> [SOURCE EXTRACT]
====================

Email, anti-phishing and domain protection cybersecurity company Sendmarc will, in September, launch a new programme to help protect the medical sector against phishing attacks.
Phishing attacks − fraudulent communications aimed at gathering information or spreading malware − against healthcare organisations spiked by 600% by March, and one-third of these attacks used impersonation of a known brand as a tactic to steal money and data, or to deploy a virus or ransomware.
"While these attacks have been seen mostly by healthcare institutions around the world, the World Health Organisation (WHO) has also become a target since the pandemic began, reporting a fivefold increase in the number of cyberattacks compared with the same period last year.
"These attacks were directed at both the WHO’s staff and the public at large," says Sendmarc CSO and co-founder Sacha Matulovich.
Sendmarc points out that South Africa’s Life Hospital Group suffered a cyber attack in June that affected its admissions systems, business processing systems and email servers. As these attacks increase, South Africa’s already stretched healthcare system faces even more pressure.
"As part of their advice for preventing these attacks on healthcare providers, Interpol issued a statement in April advising staff not to open emails from untrusted sources, nor to click links in emails they were not expecting to receive," Matulovich notes.
However, in recent years, criminals have become more sophisticated and are becoming experts at impersonating genuine emails so that it becomes very difficult for the user to decide what is safe and what is dangerous.
A more effective way to deal with these kinds of cyberattacks is to leverage technology as much as possible before expecting an employee to make a decision about a particular email. One of the most effective ways to do this is to make sure that domains are Domain-based Message Authentication, Reporting and Conformance- (DMARC-) compliant, says Matulovich.
DMARC is a global cybersecurity standard and email authentication protocol that was designed to stop a cybercriminal from being able to impersonate corporate email addresses and, thereby, prevent attacks known as spoofing and phishing, he explains.
"To gauge how vulnerable South African healthcare institution domains are to phishing attacks, Sendmarc conducted research into 219 domains used for email by hospitals, clinics, laboratories, treatment centres and medical practitioners.

====================

> [ACTIVITY 1]
In two sentences, summarize the text on Sendmarc's plan to protect the medical sector from phishing.
> [ACTIVITY 2]
According to the Sendmarc text, which systems were affected by the cyber attack on Life Hospital Group in June?
The dataset items that come next are not needed for this work.

Dataset items:
====================

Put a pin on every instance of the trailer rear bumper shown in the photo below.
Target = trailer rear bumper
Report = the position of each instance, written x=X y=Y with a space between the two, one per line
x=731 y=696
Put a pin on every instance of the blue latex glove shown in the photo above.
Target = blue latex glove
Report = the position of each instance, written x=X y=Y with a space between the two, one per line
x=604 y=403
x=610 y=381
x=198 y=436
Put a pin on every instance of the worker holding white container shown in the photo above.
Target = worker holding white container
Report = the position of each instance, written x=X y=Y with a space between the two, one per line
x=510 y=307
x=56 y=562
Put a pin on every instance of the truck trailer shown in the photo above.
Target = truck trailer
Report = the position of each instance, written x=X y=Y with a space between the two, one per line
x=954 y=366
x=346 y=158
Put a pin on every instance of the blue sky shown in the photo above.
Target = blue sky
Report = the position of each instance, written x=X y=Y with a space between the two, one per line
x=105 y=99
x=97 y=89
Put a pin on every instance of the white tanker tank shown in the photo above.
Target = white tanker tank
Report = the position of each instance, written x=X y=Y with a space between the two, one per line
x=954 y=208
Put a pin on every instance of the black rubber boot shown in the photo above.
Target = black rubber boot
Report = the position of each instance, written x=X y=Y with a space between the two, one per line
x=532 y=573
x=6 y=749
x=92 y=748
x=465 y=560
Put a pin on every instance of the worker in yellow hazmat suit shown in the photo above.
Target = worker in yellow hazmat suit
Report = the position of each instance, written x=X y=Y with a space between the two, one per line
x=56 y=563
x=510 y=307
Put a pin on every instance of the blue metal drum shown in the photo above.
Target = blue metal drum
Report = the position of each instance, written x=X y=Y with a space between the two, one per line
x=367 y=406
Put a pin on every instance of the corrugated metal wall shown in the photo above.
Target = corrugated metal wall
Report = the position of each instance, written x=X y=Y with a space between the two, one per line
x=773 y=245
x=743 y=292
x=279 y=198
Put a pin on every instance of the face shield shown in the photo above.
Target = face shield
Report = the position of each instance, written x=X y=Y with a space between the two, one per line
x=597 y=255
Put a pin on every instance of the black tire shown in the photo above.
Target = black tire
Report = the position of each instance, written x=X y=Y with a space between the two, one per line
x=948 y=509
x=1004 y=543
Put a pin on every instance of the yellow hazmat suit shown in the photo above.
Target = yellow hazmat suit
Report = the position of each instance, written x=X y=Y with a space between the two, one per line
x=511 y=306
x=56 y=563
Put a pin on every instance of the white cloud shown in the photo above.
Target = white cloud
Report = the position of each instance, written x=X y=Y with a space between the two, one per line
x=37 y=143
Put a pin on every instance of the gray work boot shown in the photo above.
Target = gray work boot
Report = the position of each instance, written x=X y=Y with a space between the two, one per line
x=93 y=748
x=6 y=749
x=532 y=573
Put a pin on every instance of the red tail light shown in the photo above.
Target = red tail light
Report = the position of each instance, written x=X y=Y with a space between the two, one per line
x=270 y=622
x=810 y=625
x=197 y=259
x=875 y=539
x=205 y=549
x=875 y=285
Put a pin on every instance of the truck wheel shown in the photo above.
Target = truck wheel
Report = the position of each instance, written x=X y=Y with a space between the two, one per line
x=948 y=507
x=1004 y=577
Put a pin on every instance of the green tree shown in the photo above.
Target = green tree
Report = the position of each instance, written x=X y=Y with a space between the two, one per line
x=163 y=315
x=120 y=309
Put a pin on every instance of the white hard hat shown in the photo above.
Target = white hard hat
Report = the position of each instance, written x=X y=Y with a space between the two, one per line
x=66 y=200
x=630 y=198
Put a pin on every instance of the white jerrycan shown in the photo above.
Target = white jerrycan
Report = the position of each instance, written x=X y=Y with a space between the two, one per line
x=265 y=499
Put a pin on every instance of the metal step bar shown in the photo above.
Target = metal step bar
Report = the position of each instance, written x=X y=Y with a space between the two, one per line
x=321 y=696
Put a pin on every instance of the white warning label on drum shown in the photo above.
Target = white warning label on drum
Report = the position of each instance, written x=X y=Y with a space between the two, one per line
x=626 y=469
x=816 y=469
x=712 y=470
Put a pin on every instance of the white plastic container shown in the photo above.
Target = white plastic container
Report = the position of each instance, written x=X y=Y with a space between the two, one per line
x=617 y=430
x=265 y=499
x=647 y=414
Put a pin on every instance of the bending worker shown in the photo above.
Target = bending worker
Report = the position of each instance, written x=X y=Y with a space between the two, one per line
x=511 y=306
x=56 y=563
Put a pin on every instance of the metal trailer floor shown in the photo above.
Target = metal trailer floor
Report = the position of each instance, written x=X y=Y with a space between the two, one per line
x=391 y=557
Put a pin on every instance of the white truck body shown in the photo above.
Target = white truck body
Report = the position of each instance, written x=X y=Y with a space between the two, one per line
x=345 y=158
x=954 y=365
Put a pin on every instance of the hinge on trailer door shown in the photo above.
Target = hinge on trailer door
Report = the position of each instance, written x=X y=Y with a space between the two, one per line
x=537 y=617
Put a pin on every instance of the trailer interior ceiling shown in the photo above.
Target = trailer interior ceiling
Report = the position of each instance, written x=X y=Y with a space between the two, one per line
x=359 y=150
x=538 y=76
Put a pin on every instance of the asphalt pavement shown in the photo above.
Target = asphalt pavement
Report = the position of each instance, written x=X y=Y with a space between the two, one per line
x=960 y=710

====================

> [EXERCISE OUTPUT 1]
Sendmarc will launch a program in September to help protect the medical sector, as phishing attacks against healthcare organizations spiked by 600% by March and the WHO reported a fivefold rise in cyberattacks. Its co-founder Sacha Matulovich says that because criminals now impersonate genuine emails skillfully, making domains DMARC-compliant is one of the most effective defenses, and the company researched 219 South African healthcare email domains to gauge their vulnerability.

> [EXERCISE OUTPUT 2]
Its admissions systems, business processing systems and email servers.